• What you will do: Would you retype all of these records exactly?

• Task data:

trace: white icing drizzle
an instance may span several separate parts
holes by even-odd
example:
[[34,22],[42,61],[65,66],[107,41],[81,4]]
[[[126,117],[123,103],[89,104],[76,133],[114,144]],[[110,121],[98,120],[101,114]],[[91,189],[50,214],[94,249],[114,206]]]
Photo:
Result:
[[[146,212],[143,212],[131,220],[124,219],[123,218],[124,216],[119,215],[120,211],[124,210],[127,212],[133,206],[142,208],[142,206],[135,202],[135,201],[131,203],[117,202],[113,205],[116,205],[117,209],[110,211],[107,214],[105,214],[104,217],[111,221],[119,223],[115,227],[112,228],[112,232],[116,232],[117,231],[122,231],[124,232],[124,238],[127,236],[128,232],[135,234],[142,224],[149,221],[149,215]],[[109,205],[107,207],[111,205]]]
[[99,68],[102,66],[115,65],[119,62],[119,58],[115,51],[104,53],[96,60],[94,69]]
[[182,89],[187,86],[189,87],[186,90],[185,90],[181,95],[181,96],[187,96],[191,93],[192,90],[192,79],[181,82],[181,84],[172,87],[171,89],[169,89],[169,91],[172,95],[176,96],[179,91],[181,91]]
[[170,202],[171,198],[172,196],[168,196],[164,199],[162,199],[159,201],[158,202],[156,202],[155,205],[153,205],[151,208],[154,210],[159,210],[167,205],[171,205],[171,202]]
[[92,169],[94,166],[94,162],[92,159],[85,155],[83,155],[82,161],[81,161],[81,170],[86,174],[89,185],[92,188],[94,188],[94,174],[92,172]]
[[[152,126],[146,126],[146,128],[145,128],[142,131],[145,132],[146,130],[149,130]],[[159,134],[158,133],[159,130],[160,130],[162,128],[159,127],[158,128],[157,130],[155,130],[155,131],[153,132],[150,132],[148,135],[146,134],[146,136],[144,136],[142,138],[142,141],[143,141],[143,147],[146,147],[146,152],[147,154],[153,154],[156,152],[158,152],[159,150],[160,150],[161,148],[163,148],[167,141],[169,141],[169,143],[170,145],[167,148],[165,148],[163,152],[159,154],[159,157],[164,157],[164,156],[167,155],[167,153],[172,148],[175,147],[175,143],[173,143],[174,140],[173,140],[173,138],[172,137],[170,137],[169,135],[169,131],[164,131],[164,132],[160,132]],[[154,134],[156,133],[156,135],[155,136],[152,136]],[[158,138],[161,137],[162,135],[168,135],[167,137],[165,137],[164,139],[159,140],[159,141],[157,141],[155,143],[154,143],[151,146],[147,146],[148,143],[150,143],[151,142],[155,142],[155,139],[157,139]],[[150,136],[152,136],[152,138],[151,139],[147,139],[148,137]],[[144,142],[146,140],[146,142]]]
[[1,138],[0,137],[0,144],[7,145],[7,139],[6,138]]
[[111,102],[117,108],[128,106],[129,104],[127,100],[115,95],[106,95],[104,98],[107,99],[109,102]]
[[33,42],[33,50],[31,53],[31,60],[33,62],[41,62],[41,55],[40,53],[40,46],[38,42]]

• Worked answer:
trace: white icing drizzle
an instance may span several separate parts
holes by even-odd
example:
[[34,22],[42,61],[65,66],[107,41],[81,4]]
[[[126,117],[123,103],[89,104],[76,133],[114,144]],[[110,121],[98,120],[101,114]],[[91,189],[50,214],[94,249],[114,206]]]
Photo:
Result:
[[[146,212],[143,212],[131,220],[124,219],[123,218],[124,216],[119,215],[120,211],[124,210],[127,212],[133,206],[142,208],[142,206],[135,202],[135,201],[131,203],[117,202],[113,205],[116,205],[117,209],[110,211],[107,214],[105,214],[104,217],[111,221],[119,223],[115,227],[112,228],[112,232],[116,232],[117,231],[122,231],[124,232],[124,238],[127,236],[128,232],[135,234],[142,224],[149,221],[149,215]],[[109,205],[107,207],[111,205]]]
[[99,68],[102,66],[115,65],[119,62],[119,58],[115,51],[104,53],[96,60],[94,69]]
[[182,89],[187,86],[189,87],[186,90],[185,90],[181,95],[181,96],[187,96],[191,93],[192,90],[192,79],[181,82],[181,84],[172,87],[171,89],[169,89],[169,91],[172,95],[176,96],[179,91],[181,91]]
[[170,202],[171,198],[172,196],[168,196],[164,199],[162,199],[159,201],[158,202],[156,202],[155,205],[153,205],[151,208],[154,210],[159,210],[167,205],[171,205],[171,202]]
[[92,169],[94,166],[94,162],[92,159],[85,155],[83,155],[82,161],[81,161],[81,170],[86,174],[89,185],[92,188],[94,188],[94,174],[92,172]]
[[[152,126],[146,126],[146,128],[145,128],[142,131],[145,132],[146,130],[149,130]],[[159,134],[158,133],[159,130],[160,130],[162,128],[159,127],[158,128],[157,130],[155,130],[155,131],[153,132],[150,132],[148,135],[146,134],[146,136],[144,136],[142,138],[142,141],[143,141],[143,147],[146,147],[146,152],[147,154],[153,154],[156,152],[158,152],[159,150],[160,150],[161,148],[163,148],[167,141],[169,141],[169,143],[170,145],[167,148],[165,148],[163,152],[159,154],[159,157],[164,157],[164,156],[167,155],[167,153],[172,148],[175,147],[175,143],[173,143],[174,140],[173,140],[173,138],[172,137],[170,137],[169,135],[169,131],[164,131],[164,132],[160,132]],[[154,134],[156,133],[156,135],[155,136],[152,136]],[[158,138],[161,137],[162,135],[168,135],[167,137],[165,137],[164,139],[159,140],[159,141],[157,141],[155,143],[154,143],[151,146],[147,146],[148,143],[150,143],[151,142],[155,142],[155,139],[157,139]],[[150,136],[152,136],[152,138],[151,139],[147,139],[148,137]],[[144,142],[146,140],[146,142]]]
[[1,138],[0,137],[0,144],[7,145],[7,139],[6,138]]
[[111,102],[117,108],[128,106],[129,104],[127,100],[115,95],[106,95],[104,98],[107,99],[109,102]]
[[33,42],[33,50],[31,53],[31,60],[33,62],[41,62],[41,55],[40,53],[40,46],[38,42]]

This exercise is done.